Consigne 1 => D'après l'extrait sur l'histoire des coptes, en quelle année le vice-roi Mohamed Said a-t-il aboli la gizya ?

═════ Texte extrait ═════

En 1855, le vice-roi Mohamed Said (1854-1863) abolit la gizya et fit accéder les coptes au service militaire, première étape vers un statut de pleine citoyenneté. Dès 1866, le khédive Ismail accueillait des coptes au sein du conseil consultatif qu'il instaurait. Enfin, le khédive Tewfik (1879-1892), lors de son accession au trône, proclamait l'égalité des chrétiens et des musulmans devant la loi, principe qui sera enregistré dans la loi organique de 1913 et dans la constitution de 1922. Désormais, les coptes seront continûment représentés à l'Assemblée législative égyptienne. Dans le même temps, le patriarche Cyrille IV (1854-1861), engageait la communauté copte dans un certain renouveau, l'ouvrant à la réalité œcuménique, réformant la liturgie, améliorent la formation du clergé, fondant des écoles et des imprimeries. Ce renouveau coïncide avec la redécouverte du patrimoine copte de l'Egypte que les fouilles archéologiques, dans le sillage d'une égyptologie en plein épanouissement, révélaient au grand public. La philologie copte n'était pas en reste. En 1880, paraissait la première grammaire copte vraiment scientifique. En 1929-1939, sortait des presses d'Oxford le monumental Coptic Dictionnary de Walter Crum, l'œuvre de toute une vie consacrée à l'étude et au dépouillement (240.000 fiches) des textes coptes.
Sur le plan politique, entre 1882 et 1952, les coptes jouèrent comme jamais un rôle de premier plan dans la vie de la nation égyptienne. Déjà en 1882, le patriarche Cyrille V avait soutenu la révolte d'Orabi. Les coptes s'impliquèrent à part entière dans la lutte politique pour l'indépendance, notamment au sein du parti Wafd, fondé par le musulman Saad Zaghloul.

Sauvegarder la convivialité


Cependant, à partir des années 1930, la montée en puissance des frères musulmans, compromet cette atmosphère d'unanimité nationale. Au “réveil” de l'Islam, répondent chez les coptes un regain d'identité et un dynamisme spirituel renouvelé.

═════ Liste de travail ═════

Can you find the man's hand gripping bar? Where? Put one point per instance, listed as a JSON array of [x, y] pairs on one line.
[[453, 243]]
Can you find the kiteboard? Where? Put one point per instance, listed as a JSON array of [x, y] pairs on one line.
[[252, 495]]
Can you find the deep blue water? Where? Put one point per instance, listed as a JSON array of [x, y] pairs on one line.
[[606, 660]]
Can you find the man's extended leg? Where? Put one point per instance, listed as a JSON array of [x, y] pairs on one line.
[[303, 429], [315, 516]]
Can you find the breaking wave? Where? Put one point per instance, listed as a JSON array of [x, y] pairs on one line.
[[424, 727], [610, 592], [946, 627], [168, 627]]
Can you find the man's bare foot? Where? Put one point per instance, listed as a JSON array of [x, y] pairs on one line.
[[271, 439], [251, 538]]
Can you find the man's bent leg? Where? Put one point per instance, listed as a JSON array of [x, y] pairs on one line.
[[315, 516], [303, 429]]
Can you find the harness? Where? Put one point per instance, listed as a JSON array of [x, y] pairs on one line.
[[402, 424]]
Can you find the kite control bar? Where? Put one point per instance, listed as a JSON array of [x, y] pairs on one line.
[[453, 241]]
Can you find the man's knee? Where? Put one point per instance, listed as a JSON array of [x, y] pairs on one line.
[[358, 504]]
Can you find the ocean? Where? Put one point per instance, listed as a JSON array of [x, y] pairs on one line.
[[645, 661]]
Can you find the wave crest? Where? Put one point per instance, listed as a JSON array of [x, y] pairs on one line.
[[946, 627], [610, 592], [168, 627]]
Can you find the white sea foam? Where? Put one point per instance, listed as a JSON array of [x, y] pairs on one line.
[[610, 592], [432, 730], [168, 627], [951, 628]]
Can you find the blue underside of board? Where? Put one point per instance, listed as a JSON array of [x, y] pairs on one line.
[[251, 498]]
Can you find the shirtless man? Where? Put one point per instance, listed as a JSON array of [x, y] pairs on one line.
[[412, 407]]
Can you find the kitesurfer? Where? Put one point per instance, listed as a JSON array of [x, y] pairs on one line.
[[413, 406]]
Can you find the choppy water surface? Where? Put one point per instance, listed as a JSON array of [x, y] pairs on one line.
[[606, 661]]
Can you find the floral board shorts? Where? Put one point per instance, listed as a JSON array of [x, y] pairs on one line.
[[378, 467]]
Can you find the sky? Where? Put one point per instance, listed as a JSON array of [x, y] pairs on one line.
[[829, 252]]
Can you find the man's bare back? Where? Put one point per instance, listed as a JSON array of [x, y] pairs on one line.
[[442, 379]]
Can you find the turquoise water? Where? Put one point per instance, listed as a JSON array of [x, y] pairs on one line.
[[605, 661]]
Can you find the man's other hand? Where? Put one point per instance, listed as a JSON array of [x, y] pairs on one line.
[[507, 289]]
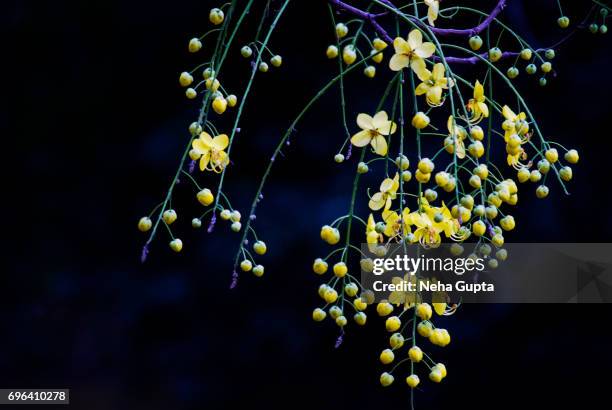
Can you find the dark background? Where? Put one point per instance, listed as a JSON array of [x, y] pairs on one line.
[[93, 126]]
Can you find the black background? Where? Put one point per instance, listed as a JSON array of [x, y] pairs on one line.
[[93, 126]]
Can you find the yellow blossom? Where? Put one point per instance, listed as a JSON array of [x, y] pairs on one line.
[[477, 105], [210, 151], [388, 192], [373, 130], [394, 223], [407, 52], [433, 82]]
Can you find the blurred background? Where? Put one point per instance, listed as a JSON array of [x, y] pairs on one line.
[[94, 123]]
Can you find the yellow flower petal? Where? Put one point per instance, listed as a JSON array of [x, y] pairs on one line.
[[204, 161], [380, 145], [426, 50], [379, 119], [478, 92], [220, 142], [206, 139], [361, 139], [438, 71], [399, 61], [376, 202], [365, 122], [401, 46], [420, 69]]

═════

Consigne 2 => Mettez en CSV à deux colonnes, texte et réponse, la liste depuis son début jusqu'à la ligne contenant "[[402, 424]]" incluse. Chaque ligne du CSV donne un texte de la liste et sa réponse, chacun dans un champ entre guillemets, les retours à la ligne étant remplacés par des espaces.

Réponse complète 1 => En 1855.

Réponse complète 2 =>
texte,réponse
"Can you find the man's hand gripping bar? Where? Put one point per instance, listed as a JSON array of [x, y] pairs on one line.","[[453, 243]]"
"Can you find the kiteboard? Where? Put one point per instance, listed as a JSON array of [x, y] pairs on one line.","[[252, 495]]"
"Can you find the deep blue water? Where? Put one point per instance, listed as a JSON array of [x, y] pairs on one line.","[[606, 660]]"
"Can you find the man's extended leg? Where? Put one point per instance, listed as a JSON array of [x, y] pairs on one line.","[[303, 429], [315, 516]]"
"Can you find the breaking wave? Where? Put one point per instance, listed as a JSON array of [x, y] pairs on one line.","[[424, 727], [610, 592], [946, 627], [168, 627]]"
"Can you find the man's bare foot? Where? Put one point per instance, listed as a JSON array of [x, y] pairs on one line.","[[271, 439], [251, 538]]"
"Can you find the man's bent leg? Where? Put one point per instance, listed as a JSON array of [x, y] pairs on one line.","[[315, 516], [303, 429]]"
"Can you find the harness? Where? Put one point per instance, listed as a JSON array of [x, y] pairs on one line.","[[402, 424]]"